Records to process:
------------------------------------

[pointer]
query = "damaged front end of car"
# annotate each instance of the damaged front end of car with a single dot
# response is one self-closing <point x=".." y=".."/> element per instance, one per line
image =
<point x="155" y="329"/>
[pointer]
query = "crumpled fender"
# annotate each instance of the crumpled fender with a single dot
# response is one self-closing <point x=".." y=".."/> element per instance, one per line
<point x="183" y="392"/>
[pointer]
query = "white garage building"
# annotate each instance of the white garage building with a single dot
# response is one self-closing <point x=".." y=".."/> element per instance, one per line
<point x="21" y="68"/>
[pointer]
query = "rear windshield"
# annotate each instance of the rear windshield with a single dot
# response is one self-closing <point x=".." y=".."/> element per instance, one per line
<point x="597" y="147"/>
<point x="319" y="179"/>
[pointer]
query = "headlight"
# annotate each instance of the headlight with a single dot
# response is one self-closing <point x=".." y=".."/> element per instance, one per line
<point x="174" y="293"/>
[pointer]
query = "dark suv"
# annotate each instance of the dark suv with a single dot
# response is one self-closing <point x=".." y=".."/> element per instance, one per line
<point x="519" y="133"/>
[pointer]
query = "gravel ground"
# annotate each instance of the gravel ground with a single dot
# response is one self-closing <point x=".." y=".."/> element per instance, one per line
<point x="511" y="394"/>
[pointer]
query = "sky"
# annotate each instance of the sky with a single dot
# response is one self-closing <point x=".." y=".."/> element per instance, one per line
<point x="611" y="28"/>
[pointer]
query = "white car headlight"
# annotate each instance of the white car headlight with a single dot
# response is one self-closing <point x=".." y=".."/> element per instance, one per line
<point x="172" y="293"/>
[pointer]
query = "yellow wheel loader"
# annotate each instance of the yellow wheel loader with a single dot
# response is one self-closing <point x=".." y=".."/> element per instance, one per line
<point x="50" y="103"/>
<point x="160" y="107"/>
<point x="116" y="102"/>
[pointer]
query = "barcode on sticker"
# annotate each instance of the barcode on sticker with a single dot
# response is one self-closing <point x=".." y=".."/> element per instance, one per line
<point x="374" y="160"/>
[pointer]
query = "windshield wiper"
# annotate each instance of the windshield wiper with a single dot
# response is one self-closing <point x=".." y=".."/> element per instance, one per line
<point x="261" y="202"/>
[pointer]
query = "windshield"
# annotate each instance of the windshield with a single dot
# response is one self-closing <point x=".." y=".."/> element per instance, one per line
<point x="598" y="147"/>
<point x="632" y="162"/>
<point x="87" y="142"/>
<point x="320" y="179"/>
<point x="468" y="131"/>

------------------------------------

What to work on: Return all of the data precisely as it appears.

Solution for this task:
[pointer]
query = "damaged front end of car"
# annotate each instance of the damaged front end of car with a single dot
# response is one self-closing <point x=".." y=".."/> element per instance, one per line
image =
<point x="155" y="329"/>
[pointer]
query = "crumpled fender"
# annotate each instance of the crumpled fender with a single dot
# response is one self-closing <point x=".." y=".."/> element per instance, one per line
<point x="183" y="392"/>
[pointer]
query = "white garage building"
# annotate each instance of the white garage building with a single dot
# response is one self-closing <point x=".." y=".."/> element per instance, one per line
<point x="21" y="68"/>
[pointer]
query = "rear windshield"
# annotate each instance of the rear windshield with a single dot
# response is one self-closing <point x=".." y=".."/> element per instance, one per line
<point x="597" y="147"/>
<point x="319" y="179"/>
[pointer]
query = "headlight"
# annotate each instance of the headlight with a single dot
# response is one self-closing <point x=".." y=".."/> element per instance, one per line
<point x="174" y="293"/>
[pointer]
query = "dark suv"
# annotate each instance of the dark suv with a single dot
# response is one self-closing <point x=".." y=".."/> element per instance, one per line
<point x="519" y="133"/>
[pointer]
query = "gravel ground"
# annotate each instance of the gravel ground with a single dot
# response is one self-closing <point x=".." y=".."/> element per instance, one per line
<point x="511" y="394"/>
[pointer]
query = "sky"
# annotate each instance of the sky with a single dot
# response is one self-closing <point x=".." y=".."/> element per instance, one per line
<point x="611" y="28"/>
[pointer]
query = "white car headlight"
# annotate each instance of the white car headlight with a single dot
# response is one self-closing <point x=".." y=".."/> element per instance, one per line
<point x="172" y="293"/>
[pointer]
query = "yellow wheel loader"
# annotate each instance of the yellow wheel loader with a single dot
# response is one self-closing <point x=".." y=".."/> element per instance, one per line
<point x="50" y="103"/>
<point x="160" y="107"/>
<point x="116" y="102"/>
[pointer]
query = "barcode on sticker"
# annotate each instance of the barcode on sticker with a single dot
# response is one self-closing <point x=".." y=".."/> element per instance, one per line
<point x="374" y="160"/>
[pointer]
query = "windshield wiper"
# annotate each instance of the windshield wiper with a single dot
# response is one self-closing <point x=".." y=".."/> element per instance, one per line
<point x="261" y="202"/>
[pointer]
query = "windshield"
# annotate each instance of the windshield with a single dot
# response is one self-closing <point x=".." y=".."/> element per instance, one per line
<point x="598" y="147"/>
<point x="632" y="162"/>
<point x="87" y="142"/>
<point x="320" y="179"/>
<point x="468" y="131"/>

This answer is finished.